** begin DATA TO USE **

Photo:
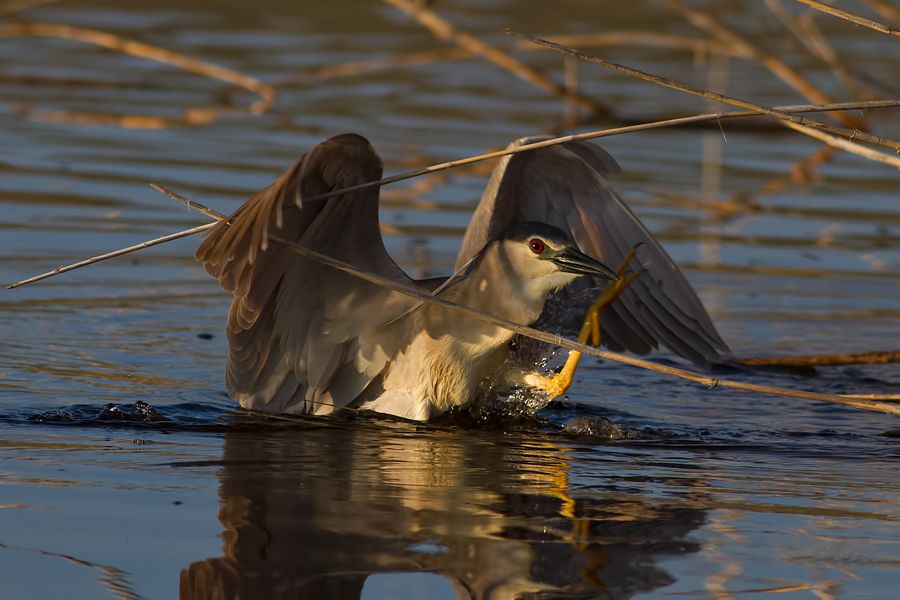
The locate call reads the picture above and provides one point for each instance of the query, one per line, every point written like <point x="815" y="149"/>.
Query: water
<point x="709" y="493"/>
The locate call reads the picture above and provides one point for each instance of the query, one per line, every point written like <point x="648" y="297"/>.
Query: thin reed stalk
<point x="557" y="340"/>
<point x="804" y="125"/>
<point x="875" y="104"/>
<point x="445" y="31"/>
<point x="773" y="63"/>
<point x="849" y="16"/>
<point x="429" y="57"/>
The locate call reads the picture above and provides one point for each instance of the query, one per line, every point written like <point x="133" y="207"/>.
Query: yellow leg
<point x="590" y="330"/>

** end DATA TO USE **

EXERCISE INSTRUCTIONS:
Put every line of the data above into a Markdown table with the columns Row and Line, numbering each row and omitting blank lines. Leave the pictures out of the answer.

WRITTEN SOLUTION:
| Row | Line |
|---|---|
| 1 | Photo: |
| 2 | The locate call reads the picture above and provides one point for each instance of the query, one per line, every point written like <point x="815" y="149"/>. |
| 3 | Query: water |
| 4 | <point x="709" y="493"/> |
| 5 | The locate call reads the picture above and provides one point for each instance of the query, one per line, every point written like <point x="648" y="297"/>. |
| 6 | Query: thin reed stalk |
| 7 | <point x="557" y="340"/> |
| 8 | <point x="804" y="125"/> |
| 9 | <point x="875" y="104"/> |
| 10 | <point x="445" y="31"/> |
| 11 | <point x="773" y="63"/> |
| 12 | <point x="849" y="16"/> |
| 13 | <point x="429" y="57"/> |
| 14 | The locate call reads the picture above and provides one point for each instance of the query, one per line, every point written like <point x="133" y="207"/>. |
| 15 | Query: yellow leg |
| 16 | <point x="590" y="330"/> |